● Data for this task:
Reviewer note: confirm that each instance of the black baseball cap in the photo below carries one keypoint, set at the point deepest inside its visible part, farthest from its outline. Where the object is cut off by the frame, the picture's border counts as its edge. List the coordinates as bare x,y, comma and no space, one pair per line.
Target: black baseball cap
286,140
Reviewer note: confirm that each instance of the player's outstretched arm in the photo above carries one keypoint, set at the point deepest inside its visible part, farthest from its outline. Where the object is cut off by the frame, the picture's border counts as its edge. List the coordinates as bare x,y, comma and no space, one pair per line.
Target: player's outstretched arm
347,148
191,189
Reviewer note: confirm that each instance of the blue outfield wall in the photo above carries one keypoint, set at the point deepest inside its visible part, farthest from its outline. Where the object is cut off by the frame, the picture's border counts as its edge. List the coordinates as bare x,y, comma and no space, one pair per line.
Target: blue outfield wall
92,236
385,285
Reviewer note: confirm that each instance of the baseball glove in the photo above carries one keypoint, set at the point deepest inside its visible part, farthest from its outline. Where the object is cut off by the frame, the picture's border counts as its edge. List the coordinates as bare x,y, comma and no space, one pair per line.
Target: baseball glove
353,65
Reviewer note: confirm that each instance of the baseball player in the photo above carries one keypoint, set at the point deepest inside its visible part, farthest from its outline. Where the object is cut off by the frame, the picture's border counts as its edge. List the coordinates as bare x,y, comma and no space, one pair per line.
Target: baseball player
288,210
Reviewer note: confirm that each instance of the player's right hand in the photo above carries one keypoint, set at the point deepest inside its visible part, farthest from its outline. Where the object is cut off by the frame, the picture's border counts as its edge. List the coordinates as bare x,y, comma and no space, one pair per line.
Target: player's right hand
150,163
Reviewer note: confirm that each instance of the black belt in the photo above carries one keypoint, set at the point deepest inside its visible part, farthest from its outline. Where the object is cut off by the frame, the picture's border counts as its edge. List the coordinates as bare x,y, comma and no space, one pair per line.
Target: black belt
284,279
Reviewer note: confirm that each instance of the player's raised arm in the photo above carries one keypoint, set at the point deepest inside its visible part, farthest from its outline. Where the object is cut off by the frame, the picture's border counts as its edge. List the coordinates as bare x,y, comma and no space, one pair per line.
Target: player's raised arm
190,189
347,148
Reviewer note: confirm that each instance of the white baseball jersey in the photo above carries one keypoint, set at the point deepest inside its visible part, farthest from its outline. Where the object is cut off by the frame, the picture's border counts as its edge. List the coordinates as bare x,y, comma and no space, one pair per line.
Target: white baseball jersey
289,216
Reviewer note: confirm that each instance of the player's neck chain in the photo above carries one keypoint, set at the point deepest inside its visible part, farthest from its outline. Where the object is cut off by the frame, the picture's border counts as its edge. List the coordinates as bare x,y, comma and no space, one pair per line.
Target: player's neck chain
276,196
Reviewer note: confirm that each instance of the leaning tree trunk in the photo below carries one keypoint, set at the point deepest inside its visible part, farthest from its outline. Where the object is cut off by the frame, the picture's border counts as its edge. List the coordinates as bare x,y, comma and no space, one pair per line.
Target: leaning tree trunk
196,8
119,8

---

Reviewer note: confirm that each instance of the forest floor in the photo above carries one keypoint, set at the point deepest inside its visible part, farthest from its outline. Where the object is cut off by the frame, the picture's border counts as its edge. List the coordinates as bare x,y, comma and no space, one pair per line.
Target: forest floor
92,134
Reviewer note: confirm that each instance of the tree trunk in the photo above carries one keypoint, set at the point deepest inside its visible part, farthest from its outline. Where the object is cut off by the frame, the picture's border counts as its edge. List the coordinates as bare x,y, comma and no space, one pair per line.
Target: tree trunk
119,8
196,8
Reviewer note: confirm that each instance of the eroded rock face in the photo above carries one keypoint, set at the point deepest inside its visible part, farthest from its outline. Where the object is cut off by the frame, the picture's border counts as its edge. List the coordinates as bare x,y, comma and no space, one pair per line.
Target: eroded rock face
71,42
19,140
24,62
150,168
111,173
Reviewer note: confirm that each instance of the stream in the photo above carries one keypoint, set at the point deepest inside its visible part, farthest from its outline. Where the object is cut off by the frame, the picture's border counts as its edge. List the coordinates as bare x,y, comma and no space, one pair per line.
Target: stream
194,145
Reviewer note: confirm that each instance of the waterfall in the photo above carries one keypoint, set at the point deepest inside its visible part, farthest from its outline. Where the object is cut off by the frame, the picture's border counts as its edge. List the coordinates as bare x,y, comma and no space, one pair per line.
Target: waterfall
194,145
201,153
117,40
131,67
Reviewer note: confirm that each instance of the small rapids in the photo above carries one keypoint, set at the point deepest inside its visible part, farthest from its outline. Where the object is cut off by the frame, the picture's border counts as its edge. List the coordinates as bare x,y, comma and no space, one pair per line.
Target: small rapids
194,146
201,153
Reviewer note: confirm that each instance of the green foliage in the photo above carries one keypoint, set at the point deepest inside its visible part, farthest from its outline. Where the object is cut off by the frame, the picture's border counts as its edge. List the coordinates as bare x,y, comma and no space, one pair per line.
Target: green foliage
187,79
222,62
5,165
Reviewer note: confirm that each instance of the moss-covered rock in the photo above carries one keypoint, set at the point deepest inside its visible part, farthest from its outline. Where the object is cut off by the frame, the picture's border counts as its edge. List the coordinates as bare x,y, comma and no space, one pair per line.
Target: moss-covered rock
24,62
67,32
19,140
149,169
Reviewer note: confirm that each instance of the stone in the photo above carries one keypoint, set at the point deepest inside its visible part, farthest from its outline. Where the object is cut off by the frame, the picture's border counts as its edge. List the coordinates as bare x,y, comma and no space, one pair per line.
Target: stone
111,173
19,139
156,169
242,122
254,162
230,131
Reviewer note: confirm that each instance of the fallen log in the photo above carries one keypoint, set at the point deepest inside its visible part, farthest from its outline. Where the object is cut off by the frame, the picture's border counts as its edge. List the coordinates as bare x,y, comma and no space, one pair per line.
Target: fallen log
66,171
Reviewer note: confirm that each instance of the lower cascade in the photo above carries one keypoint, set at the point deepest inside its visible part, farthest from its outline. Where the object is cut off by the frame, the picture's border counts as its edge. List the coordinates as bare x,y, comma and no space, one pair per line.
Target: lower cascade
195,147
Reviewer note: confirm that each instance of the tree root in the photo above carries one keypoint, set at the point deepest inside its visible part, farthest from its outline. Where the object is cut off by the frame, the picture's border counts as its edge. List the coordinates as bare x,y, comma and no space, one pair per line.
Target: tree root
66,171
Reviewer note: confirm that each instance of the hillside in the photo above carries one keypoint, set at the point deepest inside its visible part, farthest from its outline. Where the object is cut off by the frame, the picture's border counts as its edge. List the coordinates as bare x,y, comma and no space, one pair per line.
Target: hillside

---

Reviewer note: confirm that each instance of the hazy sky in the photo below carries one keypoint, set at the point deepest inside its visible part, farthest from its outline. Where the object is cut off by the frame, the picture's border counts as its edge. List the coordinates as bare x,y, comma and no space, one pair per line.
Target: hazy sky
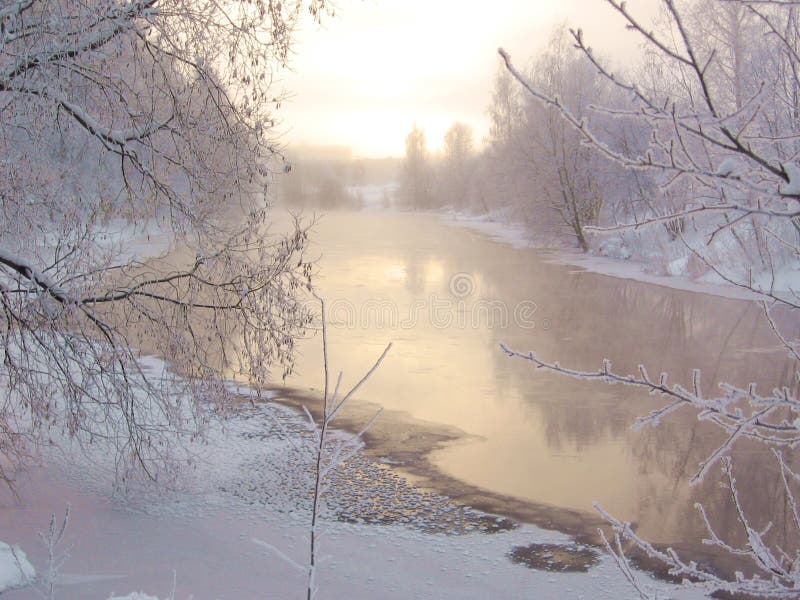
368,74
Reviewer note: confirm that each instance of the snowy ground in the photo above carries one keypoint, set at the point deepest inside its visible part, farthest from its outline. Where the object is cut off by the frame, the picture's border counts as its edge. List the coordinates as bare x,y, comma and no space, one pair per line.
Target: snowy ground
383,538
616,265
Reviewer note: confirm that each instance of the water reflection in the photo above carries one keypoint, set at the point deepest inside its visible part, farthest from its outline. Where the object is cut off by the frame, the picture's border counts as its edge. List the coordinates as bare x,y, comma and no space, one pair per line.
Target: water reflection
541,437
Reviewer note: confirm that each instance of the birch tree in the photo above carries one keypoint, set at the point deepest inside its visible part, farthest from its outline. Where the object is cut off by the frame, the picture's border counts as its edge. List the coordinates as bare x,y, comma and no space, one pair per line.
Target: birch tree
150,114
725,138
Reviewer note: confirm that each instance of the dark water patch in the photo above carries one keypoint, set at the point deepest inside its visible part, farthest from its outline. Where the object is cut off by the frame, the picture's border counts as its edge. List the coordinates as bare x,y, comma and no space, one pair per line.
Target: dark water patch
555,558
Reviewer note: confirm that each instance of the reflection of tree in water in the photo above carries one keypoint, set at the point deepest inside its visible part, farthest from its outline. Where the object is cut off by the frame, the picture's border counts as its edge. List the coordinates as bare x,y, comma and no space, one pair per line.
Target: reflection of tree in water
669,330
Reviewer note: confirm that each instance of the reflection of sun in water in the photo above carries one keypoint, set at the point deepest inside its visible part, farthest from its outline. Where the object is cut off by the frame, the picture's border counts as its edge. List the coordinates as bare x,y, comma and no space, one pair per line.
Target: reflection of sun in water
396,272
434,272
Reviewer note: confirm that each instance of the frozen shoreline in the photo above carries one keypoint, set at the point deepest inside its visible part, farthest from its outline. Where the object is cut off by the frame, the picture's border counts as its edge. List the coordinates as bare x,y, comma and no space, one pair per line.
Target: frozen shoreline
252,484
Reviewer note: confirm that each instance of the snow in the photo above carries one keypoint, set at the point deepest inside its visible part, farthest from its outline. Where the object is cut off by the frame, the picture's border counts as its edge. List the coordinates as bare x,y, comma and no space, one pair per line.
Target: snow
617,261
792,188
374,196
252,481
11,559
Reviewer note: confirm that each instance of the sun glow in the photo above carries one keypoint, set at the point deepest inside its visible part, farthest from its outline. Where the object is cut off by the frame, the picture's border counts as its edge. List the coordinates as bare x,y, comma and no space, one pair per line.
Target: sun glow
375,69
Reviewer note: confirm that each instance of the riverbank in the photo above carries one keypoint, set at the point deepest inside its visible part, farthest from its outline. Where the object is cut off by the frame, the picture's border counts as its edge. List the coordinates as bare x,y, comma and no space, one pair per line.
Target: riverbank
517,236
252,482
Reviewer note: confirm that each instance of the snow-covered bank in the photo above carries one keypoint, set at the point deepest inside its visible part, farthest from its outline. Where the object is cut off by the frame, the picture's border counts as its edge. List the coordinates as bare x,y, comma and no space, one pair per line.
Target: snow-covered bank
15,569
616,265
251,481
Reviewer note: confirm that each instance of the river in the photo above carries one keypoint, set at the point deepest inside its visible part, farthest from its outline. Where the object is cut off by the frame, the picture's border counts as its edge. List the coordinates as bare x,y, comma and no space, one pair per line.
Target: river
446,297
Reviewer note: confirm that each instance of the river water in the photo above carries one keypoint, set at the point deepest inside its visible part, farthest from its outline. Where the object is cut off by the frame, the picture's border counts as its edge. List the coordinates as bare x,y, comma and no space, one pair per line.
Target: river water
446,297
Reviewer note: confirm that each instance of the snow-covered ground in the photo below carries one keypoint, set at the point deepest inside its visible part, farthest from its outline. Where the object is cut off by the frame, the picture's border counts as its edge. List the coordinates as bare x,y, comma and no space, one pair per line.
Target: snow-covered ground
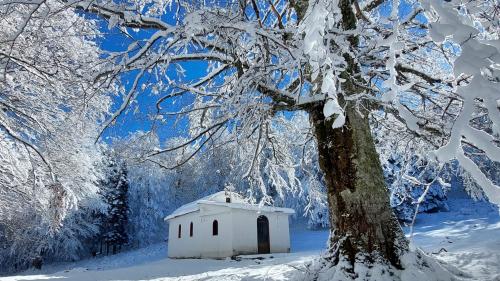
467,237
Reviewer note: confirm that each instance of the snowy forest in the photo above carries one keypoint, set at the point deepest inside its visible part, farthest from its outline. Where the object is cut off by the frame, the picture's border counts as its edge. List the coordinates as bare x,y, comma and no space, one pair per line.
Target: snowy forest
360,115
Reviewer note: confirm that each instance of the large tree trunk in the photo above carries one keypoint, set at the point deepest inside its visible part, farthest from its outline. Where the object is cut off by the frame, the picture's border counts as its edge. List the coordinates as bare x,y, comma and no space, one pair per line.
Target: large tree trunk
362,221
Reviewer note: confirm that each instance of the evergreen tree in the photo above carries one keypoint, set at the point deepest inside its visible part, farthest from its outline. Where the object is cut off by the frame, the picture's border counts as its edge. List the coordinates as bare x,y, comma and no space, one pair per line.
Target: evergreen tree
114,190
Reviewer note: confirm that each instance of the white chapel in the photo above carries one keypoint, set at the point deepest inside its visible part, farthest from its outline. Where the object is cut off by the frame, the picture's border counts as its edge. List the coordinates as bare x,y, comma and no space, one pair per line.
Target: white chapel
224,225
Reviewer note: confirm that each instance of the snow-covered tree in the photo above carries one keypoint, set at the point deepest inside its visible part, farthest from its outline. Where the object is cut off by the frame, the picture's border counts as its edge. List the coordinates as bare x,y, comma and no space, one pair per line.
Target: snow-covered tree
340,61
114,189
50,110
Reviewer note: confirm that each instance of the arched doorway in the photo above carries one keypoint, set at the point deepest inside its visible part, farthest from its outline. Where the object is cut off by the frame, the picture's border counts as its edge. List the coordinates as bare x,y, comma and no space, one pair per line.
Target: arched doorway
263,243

● Given instruction:
Pull out every line of the material above that contains the string "belt". Case counts.

● The reply:
Reviewer note: confirm that each instance of the black belt in the photo above carries one keypoint, set at the point deepest inside its visible part, farthest from its outline. Where the object is cut off by the frame, the picture's border counts as its edge. List the coordinates as bare x,y, comma and no space, one pair per line.
Target: black belt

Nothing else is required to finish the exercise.